» EXERCISE DESCRIPTION:
Reproduce a passage from the forum thread about the parrot Solomon word for word. Begin at the words "## Budget baby" and stop after "(May 9, 2011)".

» TEXT EXCERPT:
-*-*-
# New Additions :)



## Raix (Jul 23, 2013)

Hi everyone,
I have a new addition  and finally some time to post! His name is Solomon and he is a Red Sided Eclectus Parrot. He is 4 months old and already says 'hello' and 'what are you doing? '  
(I had been looking for one since before Bandit  but was never able to afford one) he is still a little shy, but yesterday flew down onto my shoulder  

I am considering adopting a rescue Kakariki that we got in at work 3 weeks ago. She is a lovely green pied yellow. But unfortunately was abandoned because she requires so much more care than she used to. She is 15 years old and has a cataracts in one eye. She is always the first bird to greet you (although not tame), and loves to climb and jump around everywhere (she'll only fly when scared). Unfortunetly I don't have any photos of her...


----------



## RavensGryf (May 8, 2015)

Congratulations, Solomon is a beautiful young man ! In the past I had a Grand Ekkie female. I currently have a Pionus and 2 Poicephalus parrots in addition to my 2 budgies . I'd love to have an aviary or two like yours!


----------



## Raix (Jul 23, 2013)

Thank you 
Im just lucky I have the room and am allowed. 
Solomon is only an inside bird though (he goes out for sun, ect.) 
At the moment I only have 1 avairy (I can access... my other birds are somewhere else  )


----------



## Jonah (Feb 3, 2013)

Solomon is a good looking bird...


----------



## Budget baby (Jan 1, 2013)

Solomon is a very inquisitive looking little fellow, I love his beautiful vibrant colouring and his beak is so shiny


----------



## FaeryBee (May 9, 2011)

*Solomon is quite handsome and I'm sure he'll be very happy with you. *


----------



## aluz (Jul 24, 2011)

Congratulations on your latest arrival, Solomon is gorgeous! 
Best of luck with him and I hope you will be able to adopt the kakariki.


----------



## Therm (Aug 2, 2015)

He has the most adorable face!


----------



## StarlingWings (Mar 15, 2013)

Aww, Solomon is a very handsome fellow! His colours are stunning


----------



## Raix (Jul 23, 2013)

Thank you everyone 
Solomon is fully flighted, and the best thing is he'll eat just about anything you give him, from pumpkin seeds to strawberries (and everything in between  ) He came over today to see what the camera was all about


----------
-*-*-
» SUPPLIED INFORMATION:

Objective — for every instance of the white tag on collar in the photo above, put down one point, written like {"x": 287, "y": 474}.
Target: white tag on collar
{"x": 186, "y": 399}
-*-*-
» FINAL RESULT:
## Budget baby (Jan 1, 2013)

Solomon is a very inquisitive looking little fellow, I love his beautiful vibrant colouring and his beak is so shiny


----------



## FaeryBee (May 9, 2011)